• _Document extract_:
Magic afoot.
We were told to take a walk through the city, and to hunt for these two things:
a mole
&
a rose
I wrote the words on my feet. “Mole” was repeated on the right. “Rose” was repeated on the left. A spell, an attractor. An irrational idea, that I knew somehow would work. The feet shall know with a certainty all occult secrets which the mind shall merely intuit. So I listened to the guidance of the toe, and was not deceived.
We discovered the mole’s burrow on North Avenue. It was cold, crystalline. Dripping water had created intense stalactites, some perhaps seven or eight feet tall. We walked deeper in, and deeper. Concrete archways grew at the center of the tunnel, wise and menacing. My friend was overtaken with a sense of the grave, with the idea of a graveyard underground. The empty spaces created by the arches were like gravestones, they said, and these invisible gravestones had a corresponding material gravestone elsewhere, too. Perhaps in Decatur Cemetery, where the werewolves rein. We thought of our own deaths too, here in the underground. Looking above at the stalactites, one thought of little else. What kind of unwholesome, sick beauty might our bodies display, impaled through by these translucent spears of ice? Cars rushed by, wrapping us in a soft cocoon of sound. Ahead, a strange and slow figure creeped. Hunched over, with head and body covered in thick brown winter clothes. A fairly short human, even by our standards. We watched as they made their way to the burrow’s open mouth. We tried to hang back and avoid them, but eventually we had to pass. The brown figure cried gibberish at our backs, half in song. Gibberish, or lost mole language? Meaning felt nearby, at the tip of our conscious minds. But not quite there, not quite. We never looked back. And as we left behind this burrow, we became convinced that the strange figure was the mole. A mole spirit, in human clothes.

• _Object point labels_:

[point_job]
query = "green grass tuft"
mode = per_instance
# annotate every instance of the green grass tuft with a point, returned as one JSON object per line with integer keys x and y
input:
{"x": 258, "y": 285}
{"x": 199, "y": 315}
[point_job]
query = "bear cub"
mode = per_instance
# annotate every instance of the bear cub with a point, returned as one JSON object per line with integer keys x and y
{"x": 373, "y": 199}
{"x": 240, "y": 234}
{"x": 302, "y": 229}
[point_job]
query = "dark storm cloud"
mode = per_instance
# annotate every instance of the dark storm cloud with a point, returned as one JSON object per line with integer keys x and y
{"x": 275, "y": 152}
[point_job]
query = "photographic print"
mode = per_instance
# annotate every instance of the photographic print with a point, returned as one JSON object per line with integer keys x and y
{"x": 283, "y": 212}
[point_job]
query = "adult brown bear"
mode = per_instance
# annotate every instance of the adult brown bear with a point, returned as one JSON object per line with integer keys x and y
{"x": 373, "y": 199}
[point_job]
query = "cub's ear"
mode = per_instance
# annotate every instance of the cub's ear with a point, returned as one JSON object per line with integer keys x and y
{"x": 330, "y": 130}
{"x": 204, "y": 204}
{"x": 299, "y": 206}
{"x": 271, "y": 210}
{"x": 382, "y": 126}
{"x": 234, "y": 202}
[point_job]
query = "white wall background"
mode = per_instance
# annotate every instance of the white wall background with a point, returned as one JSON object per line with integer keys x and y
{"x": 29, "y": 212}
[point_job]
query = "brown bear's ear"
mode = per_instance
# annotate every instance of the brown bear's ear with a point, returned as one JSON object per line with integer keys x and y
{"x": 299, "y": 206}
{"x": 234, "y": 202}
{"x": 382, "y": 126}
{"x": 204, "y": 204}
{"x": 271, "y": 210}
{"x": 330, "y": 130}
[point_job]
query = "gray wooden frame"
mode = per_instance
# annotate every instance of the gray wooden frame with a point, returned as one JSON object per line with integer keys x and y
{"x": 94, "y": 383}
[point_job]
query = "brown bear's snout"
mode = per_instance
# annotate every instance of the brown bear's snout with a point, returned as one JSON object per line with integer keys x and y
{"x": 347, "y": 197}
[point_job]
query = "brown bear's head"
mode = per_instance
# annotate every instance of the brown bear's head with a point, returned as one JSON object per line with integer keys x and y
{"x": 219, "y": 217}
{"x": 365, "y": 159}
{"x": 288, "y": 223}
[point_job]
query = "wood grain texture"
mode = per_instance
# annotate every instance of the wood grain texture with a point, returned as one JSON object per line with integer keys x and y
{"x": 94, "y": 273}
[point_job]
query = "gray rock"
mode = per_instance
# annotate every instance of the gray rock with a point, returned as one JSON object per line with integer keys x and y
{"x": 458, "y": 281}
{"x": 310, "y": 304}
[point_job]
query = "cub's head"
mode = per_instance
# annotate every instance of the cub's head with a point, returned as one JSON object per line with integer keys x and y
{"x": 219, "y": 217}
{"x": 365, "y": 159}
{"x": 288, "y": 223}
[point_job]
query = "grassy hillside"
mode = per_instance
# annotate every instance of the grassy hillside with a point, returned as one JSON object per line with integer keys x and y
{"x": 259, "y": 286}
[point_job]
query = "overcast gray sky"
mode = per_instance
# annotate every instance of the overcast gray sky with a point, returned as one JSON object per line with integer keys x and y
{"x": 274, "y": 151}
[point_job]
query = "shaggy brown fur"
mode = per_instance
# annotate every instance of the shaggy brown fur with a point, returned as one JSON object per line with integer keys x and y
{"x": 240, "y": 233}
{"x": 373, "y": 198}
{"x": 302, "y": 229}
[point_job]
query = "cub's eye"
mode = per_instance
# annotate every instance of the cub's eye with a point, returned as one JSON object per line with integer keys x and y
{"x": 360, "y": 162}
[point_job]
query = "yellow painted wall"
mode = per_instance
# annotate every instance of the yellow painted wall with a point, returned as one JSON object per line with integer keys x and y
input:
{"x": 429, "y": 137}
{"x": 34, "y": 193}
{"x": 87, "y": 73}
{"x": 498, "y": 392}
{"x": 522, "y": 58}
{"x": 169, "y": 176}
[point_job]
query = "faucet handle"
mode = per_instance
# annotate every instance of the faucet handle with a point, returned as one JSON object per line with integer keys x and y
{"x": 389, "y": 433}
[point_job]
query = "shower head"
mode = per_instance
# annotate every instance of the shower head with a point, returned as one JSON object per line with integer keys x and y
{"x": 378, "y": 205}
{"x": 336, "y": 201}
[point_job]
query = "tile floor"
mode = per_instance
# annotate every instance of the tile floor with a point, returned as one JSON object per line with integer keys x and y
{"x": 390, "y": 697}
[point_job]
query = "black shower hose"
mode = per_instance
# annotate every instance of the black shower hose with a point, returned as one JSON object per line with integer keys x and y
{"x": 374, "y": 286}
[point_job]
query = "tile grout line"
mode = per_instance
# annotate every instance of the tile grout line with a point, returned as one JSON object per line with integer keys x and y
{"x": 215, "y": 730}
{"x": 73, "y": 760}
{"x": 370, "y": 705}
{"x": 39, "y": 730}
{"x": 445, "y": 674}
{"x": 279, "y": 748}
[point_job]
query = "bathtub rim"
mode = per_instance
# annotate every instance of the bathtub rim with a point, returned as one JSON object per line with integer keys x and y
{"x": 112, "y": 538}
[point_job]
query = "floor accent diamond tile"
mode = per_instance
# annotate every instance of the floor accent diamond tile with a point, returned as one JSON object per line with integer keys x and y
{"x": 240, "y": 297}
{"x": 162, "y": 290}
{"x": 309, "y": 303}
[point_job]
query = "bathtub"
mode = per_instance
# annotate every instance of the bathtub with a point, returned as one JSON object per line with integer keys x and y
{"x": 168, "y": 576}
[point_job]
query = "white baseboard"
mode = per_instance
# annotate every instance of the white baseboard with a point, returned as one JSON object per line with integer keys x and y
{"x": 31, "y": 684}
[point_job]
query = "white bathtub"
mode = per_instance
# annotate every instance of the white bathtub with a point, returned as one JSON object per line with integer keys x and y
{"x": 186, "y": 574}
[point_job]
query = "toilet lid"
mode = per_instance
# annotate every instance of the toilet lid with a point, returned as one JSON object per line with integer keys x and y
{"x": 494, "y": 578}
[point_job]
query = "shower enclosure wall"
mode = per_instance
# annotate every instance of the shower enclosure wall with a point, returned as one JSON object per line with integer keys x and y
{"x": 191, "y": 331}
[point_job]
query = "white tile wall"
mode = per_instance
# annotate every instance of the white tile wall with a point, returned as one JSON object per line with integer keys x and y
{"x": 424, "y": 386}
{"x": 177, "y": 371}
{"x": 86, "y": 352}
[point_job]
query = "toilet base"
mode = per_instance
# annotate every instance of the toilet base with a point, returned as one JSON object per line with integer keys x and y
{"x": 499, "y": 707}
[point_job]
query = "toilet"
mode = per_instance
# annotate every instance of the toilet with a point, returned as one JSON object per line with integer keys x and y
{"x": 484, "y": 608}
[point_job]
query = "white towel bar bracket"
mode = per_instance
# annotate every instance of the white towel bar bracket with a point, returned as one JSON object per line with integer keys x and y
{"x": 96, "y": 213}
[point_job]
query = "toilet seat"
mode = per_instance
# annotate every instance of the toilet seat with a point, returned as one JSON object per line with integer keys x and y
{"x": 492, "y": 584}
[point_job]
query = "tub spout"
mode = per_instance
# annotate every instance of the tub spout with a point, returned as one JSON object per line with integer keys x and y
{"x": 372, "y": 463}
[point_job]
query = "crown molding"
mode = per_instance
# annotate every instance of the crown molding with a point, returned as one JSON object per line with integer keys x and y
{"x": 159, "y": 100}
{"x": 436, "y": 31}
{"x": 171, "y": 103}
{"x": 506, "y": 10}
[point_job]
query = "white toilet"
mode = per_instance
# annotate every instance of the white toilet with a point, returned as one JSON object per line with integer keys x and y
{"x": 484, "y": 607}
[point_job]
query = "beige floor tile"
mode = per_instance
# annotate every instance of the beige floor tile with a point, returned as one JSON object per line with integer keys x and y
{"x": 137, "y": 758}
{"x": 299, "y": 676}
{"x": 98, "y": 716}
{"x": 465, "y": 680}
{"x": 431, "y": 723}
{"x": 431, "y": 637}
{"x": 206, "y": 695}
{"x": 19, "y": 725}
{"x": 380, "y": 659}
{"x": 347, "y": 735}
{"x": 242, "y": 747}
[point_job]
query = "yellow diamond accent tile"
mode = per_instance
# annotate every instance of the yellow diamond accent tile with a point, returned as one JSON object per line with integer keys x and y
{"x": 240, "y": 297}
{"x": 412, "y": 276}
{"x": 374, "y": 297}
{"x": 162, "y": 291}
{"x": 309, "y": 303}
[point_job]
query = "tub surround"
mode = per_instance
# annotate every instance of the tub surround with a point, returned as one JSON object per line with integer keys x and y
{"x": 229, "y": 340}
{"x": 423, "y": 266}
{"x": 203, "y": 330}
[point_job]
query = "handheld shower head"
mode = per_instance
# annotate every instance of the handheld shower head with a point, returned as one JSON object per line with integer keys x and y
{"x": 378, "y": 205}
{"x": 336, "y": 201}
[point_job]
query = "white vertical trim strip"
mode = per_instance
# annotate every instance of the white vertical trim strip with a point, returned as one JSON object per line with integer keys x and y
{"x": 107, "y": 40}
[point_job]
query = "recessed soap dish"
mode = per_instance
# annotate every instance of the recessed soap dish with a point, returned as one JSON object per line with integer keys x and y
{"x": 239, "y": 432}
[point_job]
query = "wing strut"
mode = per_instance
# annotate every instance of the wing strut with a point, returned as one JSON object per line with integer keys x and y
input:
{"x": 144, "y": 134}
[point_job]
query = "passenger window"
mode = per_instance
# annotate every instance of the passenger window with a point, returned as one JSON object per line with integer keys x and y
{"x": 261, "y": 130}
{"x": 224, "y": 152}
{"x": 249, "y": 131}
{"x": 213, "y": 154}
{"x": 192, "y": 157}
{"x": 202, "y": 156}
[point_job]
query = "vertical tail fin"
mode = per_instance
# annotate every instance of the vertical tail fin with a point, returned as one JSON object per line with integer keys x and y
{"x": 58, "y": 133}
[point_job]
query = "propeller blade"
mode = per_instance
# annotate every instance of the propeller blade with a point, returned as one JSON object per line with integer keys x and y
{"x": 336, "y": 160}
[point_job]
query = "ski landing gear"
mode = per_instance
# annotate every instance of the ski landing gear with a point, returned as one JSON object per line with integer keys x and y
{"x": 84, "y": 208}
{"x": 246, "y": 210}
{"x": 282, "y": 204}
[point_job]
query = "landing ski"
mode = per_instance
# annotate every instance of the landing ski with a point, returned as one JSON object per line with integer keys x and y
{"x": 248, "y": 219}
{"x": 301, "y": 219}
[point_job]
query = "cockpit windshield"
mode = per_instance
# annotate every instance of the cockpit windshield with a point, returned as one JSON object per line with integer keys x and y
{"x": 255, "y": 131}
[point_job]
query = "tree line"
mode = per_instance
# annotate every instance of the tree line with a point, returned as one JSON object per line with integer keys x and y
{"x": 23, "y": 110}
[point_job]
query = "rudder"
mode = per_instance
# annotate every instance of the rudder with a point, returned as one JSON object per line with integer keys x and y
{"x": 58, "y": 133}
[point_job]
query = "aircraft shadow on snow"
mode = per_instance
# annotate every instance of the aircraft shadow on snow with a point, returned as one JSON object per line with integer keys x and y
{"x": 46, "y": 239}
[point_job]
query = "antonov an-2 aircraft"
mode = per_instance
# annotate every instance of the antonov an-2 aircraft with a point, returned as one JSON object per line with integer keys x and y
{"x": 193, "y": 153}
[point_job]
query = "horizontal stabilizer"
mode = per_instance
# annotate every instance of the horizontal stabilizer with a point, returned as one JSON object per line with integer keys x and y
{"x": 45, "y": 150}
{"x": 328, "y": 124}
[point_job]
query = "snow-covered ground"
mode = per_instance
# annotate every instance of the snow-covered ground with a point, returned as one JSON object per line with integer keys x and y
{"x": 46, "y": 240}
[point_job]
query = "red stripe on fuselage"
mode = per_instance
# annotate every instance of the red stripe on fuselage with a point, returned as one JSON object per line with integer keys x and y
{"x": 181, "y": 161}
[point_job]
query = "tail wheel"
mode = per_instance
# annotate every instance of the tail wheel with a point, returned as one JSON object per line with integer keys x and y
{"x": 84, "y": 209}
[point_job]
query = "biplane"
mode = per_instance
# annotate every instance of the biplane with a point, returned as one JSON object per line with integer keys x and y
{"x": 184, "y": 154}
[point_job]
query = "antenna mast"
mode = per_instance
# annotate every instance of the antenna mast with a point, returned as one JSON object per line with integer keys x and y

• _Set tasks_:
1) Print the account of the mole hunt above in full, word for word.
2) Return each line from the records above that contains the string "strut".

• _Task answers_:
1)
Magic afoot.
We were told to take a walk through the city, and to hunt for these two things:
a mole
&
a rose
I wrote the words on my feet. “Mole” was repeated on the right. “Rose” was repeated on the left. A spell, an attractor. An irrational idea, that I knew somehow would work. The feet shall know with a certainty all occult secrets which the mind shall merely intuit. So I listened to the guidance of the toe, and was not deceived.
We discovered the mole’s burrow on North Avenue. It was cold, crystalline. Dripping water had created intense stalactites, some perhaps seven or eight feet tall. We walked deeper in, and deeper. Concrete archways grew at the center of the tunnel, wise and menacing. My friend was overtaken with a sense of the grave, with the idea of a graveyard underground. The empty spaces created by the arches were like gravestones, they said, and these invisible gravestones had a corresponding material gravestone elsewhere, too. Perhaps in Decatur Cemetery, where the werewolves rein. We thought of our own deaths too, here in the underground. Looking above at the stalactites, one thought of little else. What kind of unwholesome, sick beauty might our bodies display, impaled through by these translucent spears of ice? Cars rushed by, wrapping us in a soft cocoon of sound. Ahead, a strange and slow figure creeped. Hunched over, with head and body covered in thick brown winter clothes. A fairly short human, even by our standards. We watched as they made their way to the burrow’s open mouth. We tried to hang back and avoid them, but eventually we had to pass. The brown figure cried gibberish at our backs, half in song. Gibberish, or lost mole language? Meaning felt nearby, at the tip of our conscious minds. But not quite there, not quite. We never looked back. And as we left behind this burrow, we became convinced that the strange figure was the mole. A mole spirit, in human clothes.

2)
query = "wing strut"
# annotate every instance of the wing strut with a point, returned as one JSON object per line with integer keys x and y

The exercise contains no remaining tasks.